# [Listed records]

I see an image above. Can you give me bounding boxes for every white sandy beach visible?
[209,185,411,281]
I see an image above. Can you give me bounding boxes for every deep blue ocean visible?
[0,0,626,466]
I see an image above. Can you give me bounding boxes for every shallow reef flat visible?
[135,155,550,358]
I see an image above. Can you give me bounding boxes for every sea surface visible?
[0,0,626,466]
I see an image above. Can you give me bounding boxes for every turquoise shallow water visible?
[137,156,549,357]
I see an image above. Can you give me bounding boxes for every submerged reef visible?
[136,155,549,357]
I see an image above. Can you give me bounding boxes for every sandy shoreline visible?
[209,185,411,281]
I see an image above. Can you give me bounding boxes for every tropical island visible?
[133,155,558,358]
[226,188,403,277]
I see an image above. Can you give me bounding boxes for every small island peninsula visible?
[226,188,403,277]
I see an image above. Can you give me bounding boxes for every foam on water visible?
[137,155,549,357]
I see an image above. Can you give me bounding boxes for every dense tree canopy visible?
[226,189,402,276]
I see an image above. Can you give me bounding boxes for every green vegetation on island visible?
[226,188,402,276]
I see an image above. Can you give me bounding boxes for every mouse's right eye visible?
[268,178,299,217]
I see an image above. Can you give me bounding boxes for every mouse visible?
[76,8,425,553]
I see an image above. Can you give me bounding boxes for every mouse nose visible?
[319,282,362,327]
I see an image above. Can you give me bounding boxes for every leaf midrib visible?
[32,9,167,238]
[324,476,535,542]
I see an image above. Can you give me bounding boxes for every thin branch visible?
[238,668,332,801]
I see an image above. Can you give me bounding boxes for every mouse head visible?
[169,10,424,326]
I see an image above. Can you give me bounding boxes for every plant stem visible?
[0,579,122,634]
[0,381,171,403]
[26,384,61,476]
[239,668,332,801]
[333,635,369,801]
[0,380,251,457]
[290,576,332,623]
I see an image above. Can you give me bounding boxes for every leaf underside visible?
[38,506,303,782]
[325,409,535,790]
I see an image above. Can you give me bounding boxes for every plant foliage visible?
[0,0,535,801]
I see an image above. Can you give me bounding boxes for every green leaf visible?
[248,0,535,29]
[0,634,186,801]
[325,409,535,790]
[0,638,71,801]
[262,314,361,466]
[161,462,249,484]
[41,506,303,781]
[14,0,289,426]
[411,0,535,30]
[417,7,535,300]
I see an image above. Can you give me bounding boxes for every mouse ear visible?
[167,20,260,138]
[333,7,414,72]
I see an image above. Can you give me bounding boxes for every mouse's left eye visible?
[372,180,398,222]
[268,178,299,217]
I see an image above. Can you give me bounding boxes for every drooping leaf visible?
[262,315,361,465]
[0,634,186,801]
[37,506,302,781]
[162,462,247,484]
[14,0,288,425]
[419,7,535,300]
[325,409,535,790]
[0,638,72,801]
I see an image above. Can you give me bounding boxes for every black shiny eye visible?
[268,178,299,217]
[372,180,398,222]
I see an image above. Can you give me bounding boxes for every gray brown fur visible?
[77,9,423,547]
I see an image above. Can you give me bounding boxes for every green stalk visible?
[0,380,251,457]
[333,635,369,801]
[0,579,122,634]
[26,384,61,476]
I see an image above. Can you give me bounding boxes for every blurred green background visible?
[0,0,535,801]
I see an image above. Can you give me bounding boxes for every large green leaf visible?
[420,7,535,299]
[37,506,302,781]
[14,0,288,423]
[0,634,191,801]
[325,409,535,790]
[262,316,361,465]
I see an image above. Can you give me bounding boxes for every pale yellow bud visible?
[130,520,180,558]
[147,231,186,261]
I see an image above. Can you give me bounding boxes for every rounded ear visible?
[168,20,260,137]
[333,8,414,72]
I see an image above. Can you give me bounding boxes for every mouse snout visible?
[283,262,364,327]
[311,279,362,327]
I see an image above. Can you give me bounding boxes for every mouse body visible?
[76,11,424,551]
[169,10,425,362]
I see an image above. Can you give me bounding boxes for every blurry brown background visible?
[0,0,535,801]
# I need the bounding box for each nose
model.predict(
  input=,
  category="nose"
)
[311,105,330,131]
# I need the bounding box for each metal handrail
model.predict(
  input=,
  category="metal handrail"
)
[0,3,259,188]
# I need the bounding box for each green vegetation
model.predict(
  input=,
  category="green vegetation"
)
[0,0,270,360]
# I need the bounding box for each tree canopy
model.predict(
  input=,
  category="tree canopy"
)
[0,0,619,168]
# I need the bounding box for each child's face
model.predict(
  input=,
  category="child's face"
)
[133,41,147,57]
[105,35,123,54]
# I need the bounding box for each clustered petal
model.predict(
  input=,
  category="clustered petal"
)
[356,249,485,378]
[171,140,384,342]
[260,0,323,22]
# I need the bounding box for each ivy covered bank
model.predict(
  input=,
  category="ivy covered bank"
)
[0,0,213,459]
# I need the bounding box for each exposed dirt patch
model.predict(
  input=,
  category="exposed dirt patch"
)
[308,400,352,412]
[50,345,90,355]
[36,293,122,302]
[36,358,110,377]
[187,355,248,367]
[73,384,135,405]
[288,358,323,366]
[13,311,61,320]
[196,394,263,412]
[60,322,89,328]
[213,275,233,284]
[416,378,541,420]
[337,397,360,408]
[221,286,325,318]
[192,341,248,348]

# [Given request]
Render everything from the start of the records down to the line containing "[226,189,402,276]", both ends included, as a two-column CSV with the header text,answer. Give one row per record, with its text in the first field and its answer in the second, and quote each field, replacing any line breaks inside it with spaces.

# [Final answer]
text,answer
"I see an image above. Can you give me bounding boxes for every white sandy beach visible?","[209,185,411,281]"
"I see an image above. Can you give me bounding boxes for every deep blue ocean visible?","[0,0,626,466]"
"I see an image above. Can you give me bounding boxes for every shallow reef flat visible?","[135,155,550,358]"
"I see an image above. Can you give me bounding boxes for every sea surface visible?","[0,0,626,466]"
"I see an image above. Can you give me bounding boxes for every turquoise shallow water visible?","[137,156,549,357]"
"I see an image above. Can you give me bounding boxes for every submerged reef visible?","[136,155,549,357]"
"I see an image above. Can you give me bounding boxes for every sandy shoreline visible?","[209,185,411,281]"
"I see an image above. Can you give me bounding boxes for every tropical island visible?","[133,155,558,358] [226,188,403,277]"
"I see an image above. Can you give me bounding boxes for every small island peninsula visible?","[226,188,403,277]"
"I see an image above. Can you give me bounding boxes for every foam on water visible?","[137,155,549,357]"
"I see an image above. Can you give me bounding boxes for every dense tree canopy visible?","[226,189,402,276]"